§ **About this exercise**
Reproduce the line containing "78L92 75L89 112L96" and every line after it through the end of the records. Include nothing else.

Saved entries
%%

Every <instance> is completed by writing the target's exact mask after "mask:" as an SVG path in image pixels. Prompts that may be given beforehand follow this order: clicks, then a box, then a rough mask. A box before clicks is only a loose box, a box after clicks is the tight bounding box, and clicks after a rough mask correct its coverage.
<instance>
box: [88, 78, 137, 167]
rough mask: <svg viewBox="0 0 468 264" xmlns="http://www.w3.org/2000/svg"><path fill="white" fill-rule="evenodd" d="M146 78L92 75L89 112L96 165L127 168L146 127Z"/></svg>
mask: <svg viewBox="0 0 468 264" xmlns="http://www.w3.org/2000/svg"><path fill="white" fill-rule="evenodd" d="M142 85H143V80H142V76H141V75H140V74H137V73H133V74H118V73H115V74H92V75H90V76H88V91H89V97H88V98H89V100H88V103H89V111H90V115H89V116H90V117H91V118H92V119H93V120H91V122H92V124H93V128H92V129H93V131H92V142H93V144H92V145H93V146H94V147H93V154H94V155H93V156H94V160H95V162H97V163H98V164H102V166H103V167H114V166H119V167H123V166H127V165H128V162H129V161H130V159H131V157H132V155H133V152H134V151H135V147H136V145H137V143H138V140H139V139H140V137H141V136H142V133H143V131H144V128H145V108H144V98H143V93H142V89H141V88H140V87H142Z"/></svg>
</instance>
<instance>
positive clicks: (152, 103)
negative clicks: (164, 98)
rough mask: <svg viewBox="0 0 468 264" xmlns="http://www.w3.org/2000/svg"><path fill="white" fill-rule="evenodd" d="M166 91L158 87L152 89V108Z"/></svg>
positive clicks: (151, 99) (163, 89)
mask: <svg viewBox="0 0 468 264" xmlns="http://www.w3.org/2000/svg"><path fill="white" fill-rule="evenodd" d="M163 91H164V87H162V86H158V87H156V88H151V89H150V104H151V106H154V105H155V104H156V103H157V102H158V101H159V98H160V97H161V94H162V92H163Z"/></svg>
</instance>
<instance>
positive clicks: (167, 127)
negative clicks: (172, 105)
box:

%%

§ **Solution for this problem**
rough mask: <svg viewBox="0 0 468 264" xmlns="http://www.w3.org/2000/svg"><path fill="white" fill-rule="evenodd" d="M146 78L92 75L89 112L96 165L127 168L146 127Z"/></svg>
mask: <svg viewBox="0 0 468 264" xmlns="http://www.w3.org/2000/svg"><path fill="white" fill-rule="evenodd" d="M142 85H143V80H142V76H141V75H140V74H137V73H133V74H118V73H115V74H92V75H90V76H88V91H89V97H88V98H89V100H88V103H89V111H90V115H89V116H90V117H91V118H92V119H93V120H91V122H92V124H93V128H92V129H93V131H92V142H93V144H92V145H93V146H94V147H93V154H94V155H93V156H94V160H95V162H97V163H98V164H102V166H103V167H114V166H119V167H123V166H127V165H128V162H129V161H130V159H131V157H132V155H133V152H134V151H135V147H136V145H137V143H138V140H139V139H140V137H141V136H142V133H143V131H144V128H145V108H144V98H143V93H142V89H141V88H140V87H142Z"/></svg>
</instance>
<instance>
positive clicks: (152, 103)
negative clicks: (164, 98)
rough mask: <svg viewBox="0 0 468 264" xmlns="http://www.w3.org/2000/svg"><path fill="white" fill-rule="evenodd" d="M166 91L158 87L152 89V108Z"/></svg>
positive clicks: (151, 99) (163, 89)
mask: <svg viewBox="0 0 468 264" xmlns="http://www.w3.org/2000/svg"><path fill="white" fill-rule="evenodd" d="M163 91H164V87H162V86H158V87H156V88H151V89H150V104H151V106H154V105H155V104H156V103H157V102H158V101H159V98H160V97H161V94H162V92H163Z"/></svg>
</instance>
<instance>
positive clicks: (167, 127)
negative clicks: (172, 105)
box:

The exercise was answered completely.